Print every record below exactly as written.
###
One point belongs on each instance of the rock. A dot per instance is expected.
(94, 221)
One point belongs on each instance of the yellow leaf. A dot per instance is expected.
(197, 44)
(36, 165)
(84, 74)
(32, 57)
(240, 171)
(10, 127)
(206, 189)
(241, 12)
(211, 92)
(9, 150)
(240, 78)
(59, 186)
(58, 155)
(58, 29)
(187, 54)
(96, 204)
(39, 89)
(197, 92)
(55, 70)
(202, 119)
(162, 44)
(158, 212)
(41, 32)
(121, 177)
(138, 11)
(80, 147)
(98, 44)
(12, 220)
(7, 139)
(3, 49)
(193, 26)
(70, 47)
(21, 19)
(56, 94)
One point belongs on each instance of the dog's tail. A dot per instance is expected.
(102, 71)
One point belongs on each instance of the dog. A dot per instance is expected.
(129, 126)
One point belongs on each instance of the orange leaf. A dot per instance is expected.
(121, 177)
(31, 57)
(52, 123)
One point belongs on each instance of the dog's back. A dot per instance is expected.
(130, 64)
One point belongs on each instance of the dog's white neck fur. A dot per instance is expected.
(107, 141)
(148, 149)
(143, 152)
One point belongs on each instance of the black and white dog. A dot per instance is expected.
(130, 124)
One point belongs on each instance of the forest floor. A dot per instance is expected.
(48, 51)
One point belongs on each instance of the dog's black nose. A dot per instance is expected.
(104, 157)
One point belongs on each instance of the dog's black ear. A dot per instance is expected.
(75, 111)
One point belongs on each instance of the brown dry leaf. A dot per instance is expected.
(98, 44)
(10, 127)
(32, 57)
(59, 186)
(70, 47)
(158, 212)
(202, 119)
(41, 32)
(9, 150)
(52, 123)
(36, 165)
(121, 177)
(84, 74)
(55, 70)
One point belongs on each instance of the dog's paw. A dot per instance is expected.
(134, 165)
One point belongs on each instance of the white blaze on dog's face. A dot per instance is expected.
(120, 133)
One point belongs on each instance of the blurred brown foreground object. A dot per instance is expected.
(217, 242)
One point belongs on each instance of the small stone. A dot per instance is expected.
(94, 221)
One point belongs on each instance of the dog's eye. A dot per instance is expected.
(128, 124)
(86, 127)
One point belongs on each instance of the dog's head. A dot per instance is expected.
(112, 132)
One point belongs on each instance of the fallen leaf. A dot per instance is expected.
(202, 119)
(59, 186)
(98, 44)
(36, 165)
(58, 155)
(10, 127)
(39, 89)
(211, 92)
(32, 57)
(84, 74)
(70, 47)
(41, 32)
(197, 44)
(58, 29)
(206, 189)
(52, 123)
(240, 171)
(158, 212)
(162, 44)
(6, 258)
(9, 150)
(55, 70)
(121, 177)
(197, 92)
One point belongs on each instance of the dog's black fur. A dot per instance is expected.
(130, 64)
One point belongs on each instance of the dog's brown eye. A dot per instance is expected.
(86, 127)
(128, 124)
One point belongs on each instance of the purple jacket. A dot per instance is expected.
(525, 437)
###
> _Result for this exercise_
One point belongs on each instance of the rock. A dot per instance is expected.
(94, 221)
One point belongs on each instance of the yellow leaf. A dot per instance is expected.
(197, 44)
(36, 165)
(84, 74)
(32, 57)
(240, 171)
(10, 127)
(206, 189)
(241, 12)
(211, 92)
(9, 150)
(240, 78)
(59, 186)
(58, 155)
(58, 29)
(187, 54)
(96, 204)
(39, 89)
(197, 92)
(55, 70)
(202, 119)
(162, 44)
(158, 212)
(41, 32)
(121, 177)
(138, 11)
(80, 147)
(98, 44)
(12, 220)
(7, 139)
(3, 49)
(193, 26)
(70, 47)
(21, 19)
(56, 94)
One point belongs on each instance of the dog's tail. A dot per instance is expected.
(102, 71)
One point belongs on each instance of the dog. A dot per instance is expected.
(129, 126)
One point belongs on each instance of the orange leaf. A dot per instance is expected.
(121, 177)
(31, 57)
(52, 123)
One point belongs on each instance of the dog's back. A dot per instance is expected.
(130, 64)
One point belongs on each instance of the dog's white neck fur. A dot per instance is expected.
(107, 141)
(148, 149)
(143, 152)
One point belongs on each instance of the black and white dog. A dot per instance is expected.
(130, 124)
One point belongs on each instance of the forest floor. A dot per instance is expected.
(48, 51)
One point belongs on each instance of the dog's black nose. A dot per instance is expected.
(104, 157)
One point belongs on each instance of the dog's black ear. A dot per instance is expected.
(75, 111)
One point belongs on each instance of the brown dry leaf. A dot per instance is expected.
(98, 44)
(10, 127)
(32, 57)
(59, 186)
(70, 47)
(158, 212)
(202, 119)
(41, 32)
(9, 150)
(52, 123)
(36, 165)
(121, 177)
(84, 74)
(55, 70)
One point belongs on each instance of the dog's paw. A dot per instance is expected.
(134, 165)
One point belongs on each instance of the white blaze on dog's face. A dot per instance is expected.
(120, 133)
One point belongs on each instance of the blurred brown foreground object. A dot per instance is expected.
(217, 242)
One point belongs on each instance of the small stone. A dot per instance is expected.
(94, 221)
One point belongs on each instance of the dog's eye. A dot per instance is expected.
(128, 124)
(86, 127)
One point belongs on each instance of the dog's head. A dot per instance is expected.
(112, 132)
One point belongs on each instance of the fallen leaf. A dot per instance is expected.
(202, 119)
(59, 186)
(98, 44)
(36, 165)
(58, 155)
(10, 127)
(39, 89)
(211, 92)
(32, 57)
(84, 74)
(70, 47)
(41, 32)
(197, 44)
(58, 29)
(206, 189)
(52, 123)
(240, 171)
(158, 212)
(162, 44)
(6, 258)
(9, 150)
(55, 70)
(121, 177)
(197, 92)
One point belongs on each instance of the dog's black fur. A dot per instance is expected.
(130, 64)
One point belongs on each instance of the dog's brown eye. A dot per instance is expected.
(86, 127)
(128, 124)
One point belongs on each instance of the purple jacket. A dot per instance is expected.
(525, 437)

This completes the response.